→ **Saved entries**:
○ ○ ○ ○ ○

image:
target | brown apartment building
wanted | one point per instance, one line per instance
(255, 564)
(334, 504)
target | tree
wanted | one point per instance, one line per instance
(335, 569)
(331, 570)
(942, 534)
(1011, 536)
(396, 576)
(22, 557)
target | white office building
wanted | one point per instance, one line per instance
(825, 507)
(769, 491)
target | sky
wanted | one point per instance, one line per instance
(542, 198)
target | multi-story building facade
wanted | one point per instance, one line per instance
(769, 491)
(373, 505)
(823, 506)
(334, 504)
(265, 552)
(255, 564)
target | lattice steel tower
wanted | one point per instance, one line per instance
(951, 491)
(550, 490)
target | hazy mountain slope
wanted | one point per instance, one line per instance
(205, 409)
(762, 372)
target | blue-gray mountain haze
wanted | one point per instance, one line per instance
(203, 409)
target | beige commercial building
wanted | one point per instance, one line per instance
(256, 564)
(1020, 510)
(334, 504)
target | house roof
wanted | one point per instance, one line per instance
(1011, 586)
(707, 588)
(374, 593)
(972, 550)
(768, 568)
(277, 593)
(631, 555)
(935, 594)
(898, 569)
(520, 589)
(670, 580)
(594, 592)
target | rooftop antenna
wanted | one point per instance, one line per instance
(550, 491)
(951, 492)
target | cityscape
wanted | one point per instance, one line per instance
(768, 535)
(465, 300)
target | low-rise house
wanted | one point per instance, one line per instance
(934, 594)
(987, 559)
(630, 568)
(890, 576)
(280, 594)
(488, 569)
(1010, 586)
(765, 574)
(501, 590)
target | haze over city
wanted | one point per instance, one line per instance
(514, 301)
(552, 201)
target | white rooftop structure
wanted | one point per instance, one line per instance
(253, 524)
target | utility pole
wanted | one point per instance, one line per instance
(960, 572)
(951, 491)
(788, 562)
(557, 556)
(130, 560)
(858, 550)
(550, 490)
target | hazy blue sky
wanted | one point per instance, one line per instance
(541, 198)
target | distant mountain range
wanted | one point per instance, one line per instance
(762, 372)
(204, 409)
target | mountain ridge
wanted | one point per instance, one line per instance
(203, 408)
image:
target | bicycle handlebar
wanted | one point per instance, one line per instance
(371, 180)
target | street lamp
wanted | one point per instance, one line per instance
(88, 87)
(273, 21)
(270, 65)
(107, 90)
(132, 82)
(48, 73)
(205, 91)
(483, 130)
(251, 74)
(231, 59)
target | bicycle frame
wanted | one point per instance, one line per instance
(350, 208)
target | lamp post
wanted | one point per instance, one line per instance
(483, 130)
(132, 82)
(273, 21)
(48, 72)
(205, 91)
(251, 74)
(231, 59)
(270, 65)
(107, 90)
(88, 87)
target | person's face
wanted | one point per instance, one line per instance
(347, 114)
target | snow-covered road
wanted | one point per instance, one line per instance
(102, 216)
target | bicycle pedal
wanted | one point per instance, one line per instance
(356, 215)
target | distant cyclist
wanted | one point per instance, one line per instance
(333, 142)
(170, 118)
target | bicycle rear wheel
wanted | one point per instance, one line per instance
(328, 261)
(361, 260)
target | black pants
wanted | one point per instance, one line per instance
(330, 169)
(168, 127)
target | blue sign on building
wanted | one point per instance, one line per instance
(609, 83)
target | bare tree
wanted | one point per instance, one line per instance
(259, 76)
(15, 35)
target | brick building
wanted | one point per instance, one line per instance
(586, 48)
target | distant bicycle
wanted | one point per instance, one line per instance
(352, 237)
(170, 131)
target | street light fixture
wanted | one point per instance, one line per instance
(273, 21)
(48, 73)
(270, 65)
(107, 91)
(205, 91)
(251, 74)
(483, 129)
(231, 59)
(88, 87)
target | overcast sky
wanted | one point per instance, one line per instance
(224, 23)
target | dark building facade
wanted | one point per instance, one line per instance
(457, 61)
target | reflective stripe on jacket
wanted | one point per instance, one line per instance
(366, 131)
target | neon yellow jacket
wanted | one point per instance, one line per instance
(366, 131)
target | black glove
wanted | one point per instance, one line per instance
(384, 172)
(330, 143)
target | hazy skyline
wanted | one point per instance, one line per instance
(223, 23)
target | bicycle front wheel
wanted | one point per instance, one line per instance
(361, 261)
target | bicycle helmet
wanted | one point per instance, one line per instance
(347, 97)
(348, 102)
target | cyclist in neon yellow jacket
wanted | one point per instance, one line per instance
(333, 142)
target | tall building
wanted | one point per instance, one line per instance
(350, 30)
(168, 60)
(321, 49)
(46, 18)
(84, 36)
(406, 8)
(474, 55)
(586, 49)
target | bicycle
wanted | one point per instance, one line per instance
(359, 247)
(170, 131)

○ ○ ○ ○ ○

→ **AIM OF THE TASK**: Your task is to retype the entries verbatim, starting with the line that holds "target | black pants" and stopping after the line that holds "target | bare tree".

→ **REPLY**:
target | black pants
wanted | one point per instance, one line per instance
(330, 169)
(168, 127)
target | blue sign on building
wanted | one point per instance, one line per instance
(609, 83)
target | bare tree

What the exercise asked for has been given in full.